Input data =>
____________
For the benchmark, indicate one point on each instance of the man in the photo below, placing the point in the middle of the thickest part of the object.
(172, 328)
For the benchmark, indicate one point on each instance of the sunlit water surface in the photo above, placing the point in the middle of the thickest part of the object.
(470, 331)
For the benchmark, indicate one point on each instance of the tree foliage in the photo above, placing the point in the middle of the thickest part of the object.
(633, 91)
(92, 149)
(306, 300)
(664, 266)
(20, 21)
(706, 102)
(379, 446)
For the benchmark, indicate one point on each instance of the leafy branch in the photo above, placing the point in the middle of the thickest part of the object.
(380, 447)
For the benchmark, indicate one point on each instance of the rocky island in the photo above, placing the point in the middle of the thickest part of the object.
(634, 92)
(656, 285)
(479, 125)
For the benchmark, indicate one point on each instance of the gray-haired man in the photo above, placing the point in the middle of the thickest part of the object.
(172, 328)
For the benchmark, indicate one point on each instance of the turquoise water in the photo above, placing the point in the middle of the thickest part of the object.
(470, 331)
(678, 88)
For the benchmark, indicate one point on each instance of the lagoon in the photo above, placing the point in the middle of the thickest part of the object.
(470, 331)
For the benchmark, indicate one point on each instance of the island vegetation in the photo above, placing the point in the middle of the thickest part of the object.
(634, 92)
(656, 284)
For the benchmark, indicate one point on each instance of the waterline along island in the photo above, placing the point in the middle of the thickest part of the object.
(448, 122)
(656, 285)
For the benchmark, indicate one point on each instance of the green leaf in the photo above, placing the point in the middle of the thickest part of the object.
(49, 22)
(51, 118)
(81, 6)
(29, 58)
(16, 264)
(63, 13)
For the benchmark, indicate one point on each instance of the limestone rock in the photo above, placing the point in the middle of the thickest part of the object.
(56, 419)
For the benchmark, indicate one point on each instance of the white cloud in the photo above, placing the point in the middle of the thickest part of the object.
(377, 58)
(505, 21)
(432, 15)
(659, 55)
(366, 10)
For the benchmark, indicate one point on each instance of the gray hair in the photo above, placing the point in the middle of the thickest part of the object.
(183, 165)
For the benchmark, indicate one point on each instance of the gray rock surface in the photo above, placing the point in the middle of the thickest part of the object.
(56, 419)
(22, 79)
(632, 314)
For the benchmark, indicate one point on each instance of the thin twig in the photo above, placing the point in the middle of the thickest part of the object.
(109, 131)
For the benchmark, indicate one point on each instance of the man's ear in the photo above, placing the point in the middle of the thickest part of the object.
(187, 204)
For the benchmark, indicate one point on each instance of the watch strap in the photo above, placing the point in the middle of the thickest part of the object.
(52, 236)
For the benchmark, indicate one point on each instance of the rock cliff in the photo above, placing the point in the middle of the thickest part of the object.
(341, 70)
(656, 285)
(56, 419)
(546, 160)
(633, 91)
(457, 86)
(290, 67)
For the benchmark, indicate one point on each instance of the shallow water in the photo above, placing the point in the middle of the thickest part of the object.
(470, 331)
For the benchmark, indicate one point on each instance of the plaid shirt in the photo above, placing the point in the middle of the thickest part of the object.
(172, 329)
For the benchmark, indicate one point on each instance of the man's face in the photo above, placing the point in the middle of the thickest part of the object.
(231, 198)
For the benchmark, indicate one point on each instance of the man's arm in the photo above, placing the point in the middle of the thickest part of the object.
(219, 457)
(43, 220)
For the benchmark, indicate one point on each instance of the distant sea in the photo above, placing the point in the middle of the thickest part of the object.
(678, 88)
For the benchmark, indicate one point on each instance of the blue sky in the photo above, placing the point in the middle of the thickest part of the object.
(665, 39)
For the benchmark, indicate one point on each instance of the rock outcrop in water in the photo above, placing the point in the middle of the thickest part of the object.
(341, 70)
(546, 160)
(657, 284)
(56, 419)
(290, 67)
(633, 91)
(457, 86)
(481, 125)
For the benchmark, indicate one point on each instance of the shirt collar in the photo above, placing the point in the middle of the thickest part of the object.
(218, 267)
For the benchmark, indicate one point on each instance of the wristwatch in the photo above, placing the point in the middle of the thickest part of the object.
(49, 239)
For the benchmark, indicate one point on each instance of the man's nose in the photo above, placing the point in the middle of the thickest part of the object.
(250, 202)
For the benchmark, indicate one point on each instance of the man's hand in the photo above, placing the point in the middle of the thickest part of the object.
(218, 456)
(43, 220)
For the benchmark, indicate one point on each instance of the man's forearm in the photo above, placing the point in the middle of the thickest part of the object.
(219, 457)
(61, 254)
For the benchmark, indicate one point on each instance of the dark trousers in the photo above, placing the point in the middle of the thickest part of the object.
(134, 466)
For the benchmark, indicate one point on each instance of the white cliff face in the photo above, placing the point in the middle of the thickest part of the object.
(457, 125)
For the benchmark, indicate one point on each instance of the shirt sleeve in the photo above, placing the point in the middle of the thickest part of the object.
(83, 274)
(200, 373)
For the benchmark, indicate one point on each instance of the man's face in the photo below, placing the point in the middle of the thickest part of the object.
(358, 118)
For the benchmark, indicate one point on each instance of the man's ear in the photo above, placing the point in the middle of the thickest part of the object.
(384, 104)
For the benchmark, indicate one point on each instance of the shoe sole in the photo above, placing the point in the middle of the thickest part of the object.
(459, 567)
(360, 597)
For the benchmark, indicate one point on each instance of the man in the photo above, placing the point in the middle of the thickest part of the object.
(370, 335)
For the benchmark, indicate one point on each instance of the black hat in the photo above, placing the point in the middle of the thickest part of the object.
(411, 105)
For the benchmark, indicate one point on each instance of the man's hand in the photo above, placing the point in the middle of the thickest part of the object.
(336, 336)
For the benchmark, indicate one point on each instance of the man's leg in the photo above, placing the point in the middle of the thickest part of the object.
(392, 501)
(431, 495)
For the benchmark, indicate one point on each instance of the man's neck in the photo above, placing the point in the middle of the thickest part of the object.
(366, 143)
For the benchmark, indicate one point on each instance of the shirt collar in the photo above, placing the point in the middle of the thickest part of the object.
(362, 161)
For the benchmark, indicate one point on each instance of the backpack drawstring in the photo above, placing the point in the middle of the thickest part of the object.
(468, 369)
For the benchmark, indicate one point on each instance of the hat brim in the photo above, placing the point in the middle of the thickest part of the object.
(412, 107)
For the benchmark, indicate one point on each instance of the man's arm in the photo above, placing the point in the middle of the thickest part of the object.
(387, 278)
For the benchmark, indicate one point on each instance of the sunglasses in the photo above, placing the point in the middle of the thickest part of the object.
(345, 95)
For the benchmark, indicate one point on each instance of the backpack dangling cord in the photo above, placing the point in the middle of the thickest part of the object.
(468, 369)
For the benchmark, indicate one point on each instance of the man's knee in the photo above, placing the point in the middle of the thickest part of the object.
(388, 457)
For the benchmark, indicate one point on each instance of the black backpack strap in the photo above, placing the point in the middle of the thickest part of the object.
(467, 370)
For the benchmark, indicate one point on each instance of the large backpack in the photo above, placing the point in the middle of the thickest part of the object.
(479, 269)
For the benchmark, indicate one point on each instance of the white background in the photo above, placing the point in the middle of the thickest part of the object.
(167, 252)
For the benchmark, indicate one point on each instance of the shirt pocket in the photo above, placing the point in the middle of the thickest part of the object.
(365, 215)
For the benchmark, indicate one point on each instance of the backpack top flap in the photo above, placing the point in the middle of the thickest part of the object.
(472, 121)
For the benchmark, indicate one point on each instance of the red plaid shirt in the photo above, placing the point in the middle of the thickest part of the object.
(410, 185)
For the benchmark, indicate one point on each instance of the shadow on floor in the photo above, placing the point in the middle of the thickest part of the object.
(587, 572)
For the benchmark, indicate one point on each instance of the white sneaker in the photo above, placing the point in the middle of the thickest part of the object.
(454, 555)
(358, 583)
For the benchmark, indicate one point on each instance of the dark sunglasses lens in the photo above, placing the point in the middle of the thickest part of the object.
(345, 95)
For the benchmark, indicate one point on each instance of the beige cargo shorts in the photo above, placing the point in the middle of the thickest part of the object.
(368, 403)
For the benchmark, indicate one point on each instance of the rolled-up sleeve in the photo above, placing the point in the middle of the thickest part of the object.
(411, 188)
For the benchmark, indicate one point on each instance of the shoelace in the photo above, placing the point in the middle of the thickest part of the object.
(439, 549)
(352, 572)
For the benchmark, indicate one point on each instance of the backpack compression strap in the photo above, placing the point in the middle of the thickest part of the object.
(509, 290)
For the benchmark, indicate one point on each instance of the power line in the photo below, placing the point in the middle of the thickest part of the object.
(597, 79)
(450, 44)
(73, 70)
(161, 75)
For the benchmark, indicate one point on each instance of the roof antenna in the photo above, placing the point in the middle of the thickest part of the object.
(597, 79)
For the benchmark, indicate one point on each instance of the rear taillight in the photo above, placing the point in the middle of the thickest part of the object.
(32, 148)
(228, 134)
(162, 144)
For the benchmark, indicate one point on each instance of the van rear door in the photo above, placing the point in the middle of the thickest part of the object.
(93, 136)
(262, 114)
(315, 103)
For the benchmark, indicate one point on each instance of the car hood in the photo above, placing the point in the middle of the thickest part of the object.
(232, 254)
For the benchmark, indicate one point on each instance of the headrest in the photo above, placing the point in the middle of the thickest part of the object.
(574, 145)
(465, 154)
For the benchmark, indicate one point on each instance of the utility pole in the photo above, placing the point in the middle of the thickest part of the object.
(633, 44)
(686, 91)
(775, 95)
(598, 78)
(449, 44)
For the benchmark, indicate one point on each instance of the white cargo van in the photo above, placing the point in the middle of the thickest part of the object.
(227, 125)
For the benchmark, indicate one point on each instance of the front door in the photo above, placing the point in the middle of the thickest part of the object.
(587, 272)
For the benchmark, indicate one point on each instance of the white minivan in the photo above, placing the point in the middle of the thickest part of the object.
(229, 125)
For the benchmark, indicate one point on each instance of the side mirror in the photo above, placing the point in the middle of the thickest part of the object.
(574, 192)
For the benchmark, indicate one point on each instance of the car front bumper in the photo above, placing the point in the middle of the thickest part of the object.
____________
Short problem => Can you change every "white" to "silver" in the listing lines from the one containing "of the rear" through the end of the listing, and give back only those lines with nothing else altered?

Output for this exercise =>
For the benchmark, indicate one point on each instance of the rear taillight in the photo above, placing the point in the middle of the thickest part of the object.
(32, 148)
(228, 134)
(162, 144)
For the benchmark, indicate one point on each instance of the van rear door in the photo above, placing the point in the middle of the thickest part of the object.
(93, 136)
(262, 114)
(315, 103)
For the benchmark, indicate one point on each instance of the car hood in the photo above, placing the point in the middle of the thickest part of the object.
(232, 254)
For the benchmark, indicate one point on each instance of the headrest in the photo above, placing the point in the middle of the thickest part of the object.
(574, 145)
(465, 154)
For the benchmark, indicate one point on each instance of the utility pole in the photo above, placing the point in the middle of the thickest part of the object.
(633, 44)
(686, 91)
(775, 95)
(598, 78)
(449, 44)
For the benchmark, indicate one point on each instance of the silver cargo van in the photo above, placing the point in the middle of the thickest part of the object.
(227, 125)
For the benchmark, indicate one point on each instance of the front door in the photo above, placing the point in the middle of the thickest part of the object.
(587, 272)
For the benchmark, indicate one point on each instance of the silver minivan in the photo above, placing the point in the middle of the thickest part of the object.
(229, 125)
For the benchmark, indicate one point on each instance of the side mirror in the photo above, placing the point in the middle of the thickest part of the object.
(574, 192)
For the benchmark, indicate one point on each instance of the car front bumper in the photo above, placing the point in the middle of the thickest part of the object.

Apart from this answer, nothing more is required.